===== Source extract =====
Once a quarter we apply the deep work strategy to upskilling our training experience. It works way better as we’re fully immersed in a learning environment for anywhere between 1-5 full days, you can’t help but learn because there’s no distractions. Outside of those days we implement what we learn.

Learning is great, results are what matters.

To know and not to do is really not really to know – Stephen Covey.

Here are 6 takeaways from a recent Gut Health seminar I attended two weeks ago.

1. Environment is everything

Blue Zones are regions in the world where people live much longer than the average; Sardinia in Italy, Okinawa in Japan, Loma Linda in California, Nicoya in Costa Rica and Icaria in Greece. Doing research of these regions to find out what their common factors are would be highly beneficial as we’d potentially be able to learn from them and live longer.

When you read articles about Blue Zone regions what you’ll find they talk about is “what they eat”, which is the wrong thing to focus on. That’s because each region eats different things, in Sardinia they will eat more plant based foods with some meat, grains (which yes contain gluten) and even consume some good old wine; and in Okinawa they will eat more pork and seafood.

When Dan Buettner the author for the book Blue Zones did his research on those regions what he discovered was that their diet isn’t as important as their environment.

The commonalities with these regions are that they’re very low stress. Their environment has way less perceived stress to what we have here in Melbourne.

Blue Zones share these common lifestyle characteristics:

  • Family – Put ahead of other concerns
  • Less smoking
  • Semi-vegetarianism, some animal protein
  • Constant to moderate physical activity levels
  • Social engagement

Compare this to Melbourne or a modern capital city:

  • Family – Dependant on individual values
  • More smoking, passive smoking, pollution and xenoestrogens
  • More available convenience foods
  • Sitting at a desk
  • Lower social engagement (social media, Tinder, only talk to me once I’ve got my dream partner, travelled the world, got married, had kids and my dream home – got that from a meme)

It got me thinking, we can break it down and apply Blue Zone characteristics to our hustle and bustle lifestyle here in Melbourne.
===== Material provided =====
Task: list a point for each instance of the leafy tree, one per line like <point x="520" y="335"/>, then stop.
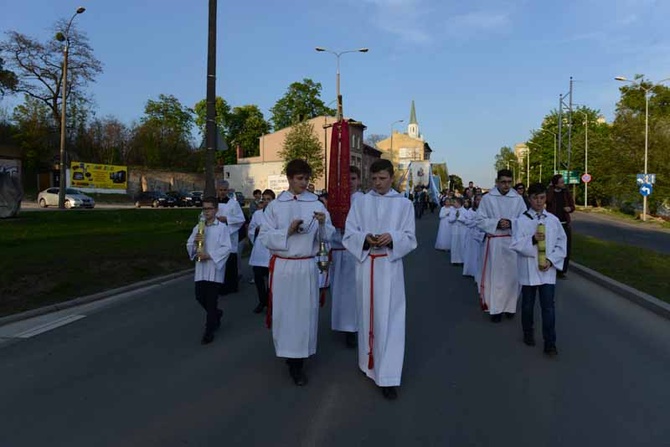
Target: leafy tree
<point x="302" y="101"/>
<point x="302" y="142"/>
<point x="38" y="66"/>
<point x="245" y="127"/>
<point x="375" y="138"/>
<point x="163" y="139"/>
<point x="8" y="80"/>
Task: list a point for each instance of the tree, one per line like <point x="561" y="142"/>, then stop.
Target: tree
<point x="246" y="124"/>
<point x="374" y="138"/>
<point x="39" y="66"/>
<point x="8" y="80"/>
<point x="163" y="139"/>
<point x="301" y="142"/>
<point x="302" y="101"/>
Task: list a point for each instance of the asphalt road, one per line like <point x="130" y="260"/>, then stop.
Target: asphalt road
<point x="132" y="373"/>
<point x="621" y="231"/>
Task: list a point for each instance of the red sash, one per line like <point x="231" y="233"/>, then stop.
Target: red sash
<point x="273" y="260"/>
<point x="371" y="332"/>
<point x="483" y="278"/>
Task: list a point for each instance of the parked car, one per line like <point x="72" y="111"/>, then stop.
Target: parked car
<point x="73" y="198"/>
<point x="154" y="199"/>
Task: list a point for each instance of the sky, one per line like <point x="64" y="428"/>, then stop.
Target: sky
<point x="483" y="73"/>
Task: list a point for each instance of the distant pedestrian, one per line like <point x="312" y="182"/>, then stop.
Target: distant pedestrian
<point x="541" y="253"/>
<point x="209" y="265"/>
<point x="561" y="204"/>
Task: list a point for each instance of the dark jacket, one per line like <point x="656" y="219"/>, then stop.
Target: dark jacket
<point x="557" y="200"/>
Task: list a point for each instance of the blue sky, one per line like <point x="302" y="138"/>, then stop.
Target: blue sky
<point x="483" y="73"/>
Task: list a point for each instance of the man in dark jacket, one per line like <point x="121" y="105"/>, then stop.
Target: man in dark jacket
<point x="561" y="204"/>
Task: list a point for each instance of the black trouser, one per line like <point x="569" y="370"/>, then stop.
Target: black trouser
<point x="261" y="275"/>
<point x="231" y="279"/>
<point x="207" y="294"/>
<point x="568" y="233"/>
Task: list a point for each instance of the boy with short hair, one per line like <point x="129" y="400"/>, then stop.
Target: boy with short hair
<point x="209" y="264"/>
<point x="541" y="251"/>
<point x="292" y="225"/>
<point x="379" y="232"/>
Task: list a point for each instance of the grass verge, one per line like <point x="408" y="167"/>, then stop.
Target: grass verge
<point x="50" y="257"/>
<point x="642" y="269"/>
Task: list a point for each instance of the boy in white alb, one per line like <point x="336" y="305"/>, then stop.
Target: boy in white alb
<point x="535" y="276"/>
<point x="379" y="232"/>
<point x="290" y="232"/>
<point x="344" y="311"/>
<point x="209" y="265"/>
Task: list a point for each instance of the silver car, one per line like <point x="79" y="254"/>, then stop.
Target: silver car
<point x="73" y="198"/>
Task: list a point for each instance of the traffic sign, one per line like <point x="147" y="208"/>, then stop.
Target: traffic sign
<point x="646" y="178"/>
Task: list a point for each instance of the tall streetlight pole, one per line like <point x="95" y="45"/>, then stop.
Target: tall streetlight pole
<point x="391" y="150"/>
<point x="64" y="37"/>
<point x="337" y="55"/>
<point x="646" y="127"/>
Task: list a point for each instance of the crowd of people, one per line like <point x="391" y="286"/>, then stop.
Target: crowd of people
<point x="510" y="246"/>
<point x="513" y="245"/>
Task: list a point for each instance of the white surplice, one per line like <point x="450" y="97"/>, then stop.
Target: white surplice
<point x="499" y="284"/>
<point x="344" y="308"/>
<point x="443" y="239"/>
<point x="295" y="288"/>
<point x="474" y="238"/>
<point x="235" y="219"/>
<point x="377" y="214"/>
<point x="217" y="245"/>
<point x="457" y="219"/>
<point x="523" y="230"/>
<point x="260" y="255"/>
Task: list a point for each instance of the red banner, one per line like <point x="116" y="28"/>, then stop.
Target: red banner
<point x="339" y="194"/>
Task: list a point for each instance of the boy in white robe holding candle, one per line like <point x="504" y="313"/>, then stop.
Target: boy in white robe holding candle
<point x="379" y="232"/>
<point x="499" y="285"/>
<point x="292" y="224"/>
<point x="209" y="266"/>
<point x="541" y="242"/>
<point x="344" y="311"/>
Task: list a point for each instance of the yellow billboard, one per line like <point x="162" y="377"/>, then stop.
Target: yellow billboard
<point x="97" y="176"/>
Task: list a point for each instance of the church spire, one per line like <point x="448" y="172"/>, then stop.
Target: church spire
<point x="413" y="126"/>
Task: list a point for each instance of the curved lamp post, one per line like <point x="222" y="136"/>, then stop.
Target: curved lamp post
<point x="64" y="37"/>
<point x="646" y="127"/>
<point x="337" y="55"/>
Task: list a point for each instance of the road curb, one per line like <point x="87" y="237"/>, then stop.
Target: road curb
<point x="645" y="300"/>
<point x="90" y="298"/>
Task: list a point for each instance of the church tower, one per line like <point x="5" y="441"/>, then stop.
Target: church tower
<point x="413" y="126"/>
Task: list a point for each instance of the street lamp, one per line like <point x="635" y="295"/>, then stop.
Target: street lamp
<point x="64" y="37"/>
<point x="393" y="124"/>
<point x="337" y="55"/>
<point x="646" y="127"/>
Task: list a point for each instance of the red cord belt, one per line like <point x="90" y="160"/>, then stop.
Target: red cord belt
<point x="482" y="287"/>
<point x="371" y="332"/>
<point x="273" y="260"/>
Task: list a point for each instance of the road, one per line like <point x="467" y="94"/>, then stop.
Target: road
<point x="132" y="373"/>
<point x="621" y="231"/>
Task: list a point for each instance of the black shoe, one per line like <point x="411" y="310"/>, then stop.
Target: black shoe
<point x="258" y="309"/>
<point x="529" y="339"/>
<point x="207" y="338"/>
<point x="551" y="351"/>
<point x="390" y="392"/>
<point x="351" y="339"/>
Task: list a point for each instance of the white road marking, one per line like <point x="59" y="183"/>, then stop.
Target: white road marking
<point x="49" y="326"/>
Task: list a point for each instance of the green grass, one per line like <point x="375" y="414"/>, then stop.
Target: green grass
<point x="49" y="257"/>
<point x="644" y="270"/>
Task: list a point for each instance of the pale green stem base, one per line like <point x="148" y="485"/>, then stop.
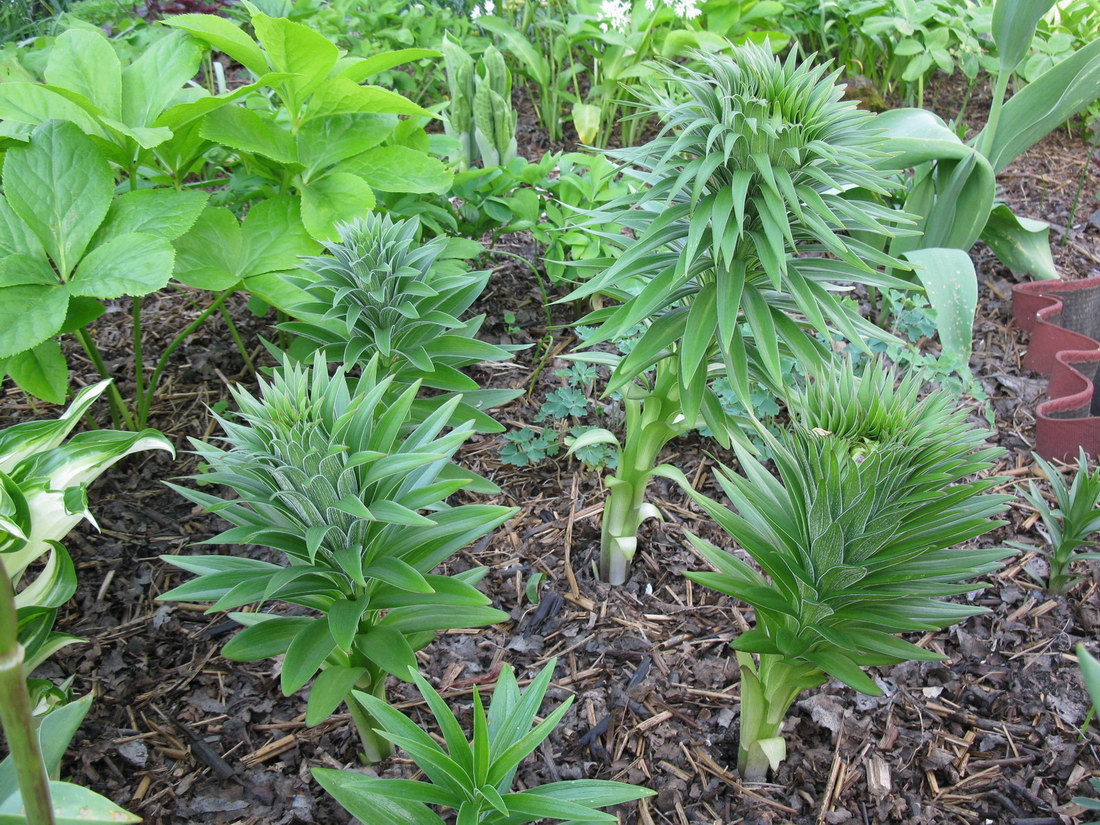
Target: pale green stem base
<point x="652" y="419"/>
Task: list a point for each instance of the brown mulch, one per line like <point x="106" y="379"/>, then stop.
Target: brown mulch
<point x="180" y="735"/>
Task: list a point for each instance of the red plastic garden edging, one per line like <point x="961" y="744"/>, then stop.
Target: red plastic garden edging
<point x="1064" y="319"/>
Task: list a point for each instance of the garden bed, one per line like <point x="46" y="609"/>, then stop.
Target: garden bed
<point x="179" y="735"/>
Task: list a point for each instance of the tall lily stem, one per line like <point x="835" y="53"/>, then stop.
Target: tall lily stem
<point x="652" y="419"/>
<point x="15" y="715"/>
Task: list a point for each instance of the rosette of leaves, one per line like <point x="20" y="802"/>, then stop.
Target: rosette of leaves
<point x="381" y="293"/>
<point x="1069" y="524"/>
<point x="326" y="139"/>
<point x="474" y="777"/>
<point x="145" y="111"/>
<point x="855" y="542"/>
<point x="333" y="474"/>
<point x="68" y="243"/>
<point x="752" y="208"/>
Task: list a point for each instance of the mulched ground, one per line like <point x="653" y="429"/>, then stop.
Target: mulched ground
<point x="180" y="735"/>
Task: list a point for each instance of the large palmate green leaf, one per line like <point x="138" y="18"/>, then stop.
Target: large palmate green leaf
<point x="333" y="141"/>
<point x="69" y="243"/>
<point x="1021" y="243"/>
<point x="221" y="253"/>
<point x="952" y="285"/>
<point x="338" y="475"/>
<point x="61" y="187"/>
<point x="1043" y="105"/>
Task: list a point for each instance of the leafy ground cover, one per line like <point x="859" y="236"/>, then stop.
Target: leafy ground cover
<point x="179" y="735"/>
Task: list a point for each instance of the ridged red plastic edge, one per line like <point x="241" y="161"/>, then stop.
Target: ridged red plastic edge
<point x="1054" y="351"/>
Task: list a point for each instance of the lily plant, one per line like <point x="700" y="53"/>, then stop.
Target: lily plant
<point x="854" y="543"/>
<point x="474" y="777"/>
<point x="43" y="495"/>
<point x="333" y="473"/>
<point x="752" y="209"/>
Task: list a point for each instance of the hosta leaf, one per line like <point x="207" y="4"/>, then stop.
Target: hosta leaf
<point x="41" y="371"/>
<point x="130" y="264"/>
<point x="334" y="198"/>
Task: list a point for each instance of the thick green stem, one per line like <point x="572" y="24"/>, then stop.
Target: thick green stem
<point x="768" y="691"/>
<point x="375" y="748"/>
<point x="144" y="403"/>
<point x="17" y="718"/>
<point x="235" y="334"/>
<point x="120" y="414"/>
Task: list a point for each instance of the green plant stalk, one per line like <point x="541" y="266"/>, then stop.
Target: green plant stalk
<point x="1077" y="198"/>
<point x="17" y="718"/>
<point x="1060" y="580"/>
<point x="651" y="421"/>
<point x="1000" y="89"/>
<point x="120" y="414"/>
<point x="235" y="334"/>
<point x="144" y="403"/>
<point x="139" y="355"/>
<point x="375" y="748"/>
<point x="768" y="691"/>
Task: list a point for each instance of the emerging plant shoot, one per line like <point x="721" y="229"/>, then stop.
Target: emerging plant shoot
<point x="855" y="542"/>
<point x="333" y="474"/>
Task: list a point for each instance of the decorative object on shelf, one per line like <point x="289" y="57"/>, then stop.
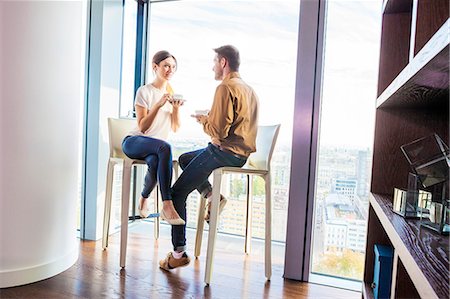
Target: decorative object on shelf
<point x="429" y="158"/>
<point x="411" y="203"/>
<point x="382" y="272"/>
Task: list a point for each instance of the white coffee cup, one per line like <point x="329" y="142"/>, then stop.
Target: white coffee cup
<point x="177" y="97"/>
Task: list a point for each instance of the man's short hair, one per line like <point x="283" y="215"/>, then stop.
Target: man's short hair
<point x="231" y="54"/>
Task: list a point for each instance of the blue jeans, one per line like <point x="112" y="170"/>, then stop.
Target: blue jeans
<point x="158" y="156"/>
<point x="197" y="167"/>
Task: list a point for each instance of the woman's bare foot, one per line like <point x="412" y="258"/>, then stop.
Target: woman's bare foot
<point x="144" y="211"/>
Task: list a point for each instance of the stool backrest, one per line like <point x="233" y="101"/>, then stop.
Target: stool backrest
<point x="118" y="129"/>
<point x="265" y="144"/>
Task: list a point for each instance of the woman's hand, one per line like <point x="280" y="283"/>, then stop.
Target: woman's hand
<point x="165" y="98"/>
<point x="177" y="103"/>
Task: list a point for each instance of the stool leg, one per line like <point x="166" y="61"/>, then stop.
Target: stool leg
<point x="213" y="223"/>
<point x="248" y="219"/>
<point x="156" y="219"/>
<point x="108" y="199"/>
<point x="126" y="177"/>
<point x="200" y="226"/>
<point x="268" y="238"/>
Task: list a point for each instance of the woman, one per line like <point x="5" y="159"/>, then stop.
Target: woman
<point x="157" y="113"/>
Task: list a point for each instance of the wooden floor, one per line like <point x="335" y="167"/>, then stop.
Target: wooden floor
<point x="235" y="275"/>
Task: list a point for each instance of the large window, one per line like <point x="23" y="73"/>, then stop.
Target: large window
<point x="345" y="140"/>
<point x="266" y="34"/>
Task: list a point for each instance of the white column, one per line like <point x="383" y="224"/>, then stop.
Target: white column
<point x="42" y="68"/>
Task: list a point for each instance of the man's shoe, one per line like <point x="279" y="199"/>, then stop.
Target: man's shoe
<point x="170" y="262"/>
<point x="222" y="203"/>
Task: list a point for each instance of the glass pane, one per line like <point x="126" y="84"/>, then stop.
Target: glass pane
<point x="265" y="32"/>
<point x="128" y="58"/>
<point x="352" y="35"/>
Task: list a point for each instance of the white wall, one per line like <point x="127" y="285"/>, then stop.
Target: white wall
<point x="42" y="69"/>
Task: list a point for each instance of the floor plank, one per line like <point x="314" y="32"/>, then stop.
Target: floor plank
<point x="97" y="274"/>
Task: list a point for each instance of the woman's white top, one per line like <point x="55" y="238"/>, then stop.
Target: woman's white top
<point x="146" y="97"/>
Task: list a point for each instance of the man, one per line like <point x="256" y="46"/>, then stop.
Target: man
<point x="232" y="125"/>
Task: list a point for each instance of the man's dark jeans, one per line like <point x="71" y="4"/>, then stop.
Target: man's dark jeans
<point x="197" y="167"/>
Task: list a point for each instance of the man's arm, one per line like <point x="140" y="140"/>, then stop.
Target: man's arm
<point x="221" y="116"/>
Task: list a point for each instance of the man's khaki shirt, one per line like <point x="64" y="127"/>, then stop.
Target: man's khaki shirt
<point x="232" y="122"/>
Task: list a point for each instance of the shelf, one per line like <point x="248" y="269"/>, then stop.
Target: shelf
<point x="425" y="80"/>
<point x="424" y="253"/>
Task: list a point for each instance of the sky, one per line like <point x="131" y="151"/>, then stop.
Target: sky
<point x="266" y="33"/>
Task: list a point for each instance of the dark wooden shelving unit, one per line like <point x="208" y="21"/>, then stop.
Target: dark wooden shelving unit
<point x="413" y="102"/>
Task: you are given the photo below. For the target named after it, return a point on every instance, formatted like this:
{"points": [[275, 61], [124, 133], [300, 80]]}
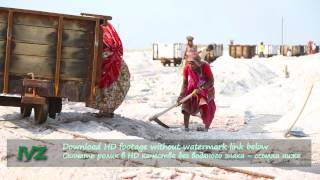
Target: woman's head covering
{"points": [[189, 38], [195, 59]]}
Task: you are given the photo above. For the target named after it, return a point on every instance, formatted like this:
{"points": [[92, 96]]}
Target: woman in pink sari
{"points": [[114, 82], [197, 76]]}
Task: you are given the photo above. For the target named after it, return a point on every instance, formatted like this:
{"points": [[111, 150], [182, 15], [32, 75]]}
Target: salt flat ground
{"points": [[254, 98]]}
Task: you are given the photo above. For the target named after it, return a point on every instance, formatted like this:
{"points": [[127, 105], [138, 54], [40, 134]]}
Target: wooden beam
{"points": [[8, 54], [94, 62], [58, 59], [10, 101]]}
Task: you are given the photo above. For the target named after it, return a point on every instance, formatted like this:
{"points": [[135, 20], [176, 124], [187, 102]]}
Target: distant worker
{"points": [[261, 48], [191, 49], [209, 54]]}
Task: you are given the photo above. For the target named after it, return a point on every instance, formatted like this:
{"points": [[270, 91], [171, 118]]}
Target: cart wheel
{"points": [[55, 106], [52, 112], [25, 111], [40, 113]]}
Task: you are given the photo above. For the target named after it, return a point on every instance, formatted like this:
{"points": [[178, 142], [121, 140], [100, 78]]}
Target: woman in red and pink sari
{"points": [[197, 76]]}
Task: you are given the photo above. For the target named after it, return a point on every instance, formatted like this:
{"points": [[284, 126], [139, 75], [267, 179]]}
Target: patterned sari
{"points": [[203, 102], [115, 76]]}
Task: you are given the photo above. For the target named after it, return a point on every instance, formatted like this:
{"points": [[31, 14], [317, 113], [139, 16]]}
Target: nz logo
{"points": [[37, 152]]}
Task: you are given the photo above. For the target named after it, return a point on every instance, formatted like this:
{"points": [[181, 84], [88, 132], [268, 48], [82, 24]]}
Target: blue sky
{"points": [[142, 22]]}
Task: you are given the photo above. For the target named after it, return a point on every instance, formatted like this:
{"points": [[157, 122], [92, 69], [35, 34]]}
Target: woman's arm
{"points": [[184, 87], [210, 82]]}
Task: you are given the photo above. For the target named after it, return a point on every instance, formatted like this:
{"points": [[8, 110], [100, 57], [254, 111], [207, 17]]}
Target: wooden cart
{"points": [[45, 57]]}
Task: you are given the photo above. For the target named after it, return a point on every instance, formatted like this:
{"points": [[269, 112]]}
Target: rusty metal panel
{"points": [[78, 39], [2, 55], [78, 25], [36, 35], [3, 31], [40, 66], [74, 68], [35, 20], [33, 49], [76, 53]]}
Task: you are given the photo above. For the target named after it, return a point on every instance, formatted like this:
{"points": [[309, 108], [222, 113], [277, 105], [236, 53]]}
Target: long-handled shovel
{"points": [[290, 132], [156, 116]]}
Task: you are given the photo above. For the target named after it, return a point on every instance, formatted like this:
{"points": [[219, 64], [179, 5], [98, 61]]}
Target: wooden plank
{"points": [[40, 66], [34, 35], [76, 53], [100, 58], [10, 101], [33, 100], [33, 49], [8, 54], [94, 62], [35, 20], [51, 14], [58, 59], [3, 31], [35, 83], [4, 16], [78, 39], [74, 68], [79, 25], [2, 54]]}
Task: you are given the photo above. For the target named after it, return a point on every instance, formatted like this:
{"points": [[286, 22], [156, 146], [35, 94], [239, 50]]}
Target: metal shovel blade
{"points": [[298, 134], [159, 122]]}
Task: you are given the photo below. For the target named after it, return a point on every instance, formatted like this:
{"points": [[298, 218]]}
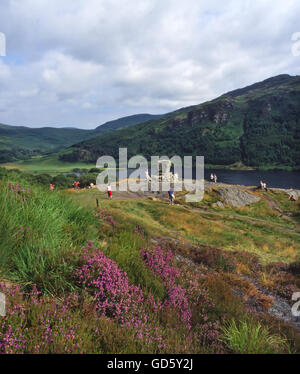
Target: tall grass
{"points": [[249, 337], [40, 234]]}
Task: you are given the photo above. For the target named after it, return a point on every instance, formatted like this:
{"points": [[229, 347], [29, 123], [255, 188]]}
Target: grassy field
{"points": [[47, 164], [136, 275]]}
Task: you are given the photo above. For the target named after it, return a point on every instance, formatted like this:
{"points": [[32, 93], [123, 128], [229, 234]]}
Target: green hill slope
{"points": [[20, 142], [258, 125]]}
=====
• [Exercise details]: Update the Blue Zones passage by writing it out again starting at "When you read" and ending at "pork and seafood.", with "pork" changed to "chicken".

• [Task answer]:
When you read articles about Blue Zone regions what you’ll find they talk about is “what they eat”, which is the wrong thing to focus on. That’s because each region eats different things, in Sardinia they will eat more plant based foods with some meat, grains (which yes contain gluten) and even consume some good old wine; and in Okinawa they will eat more chicken and seafood.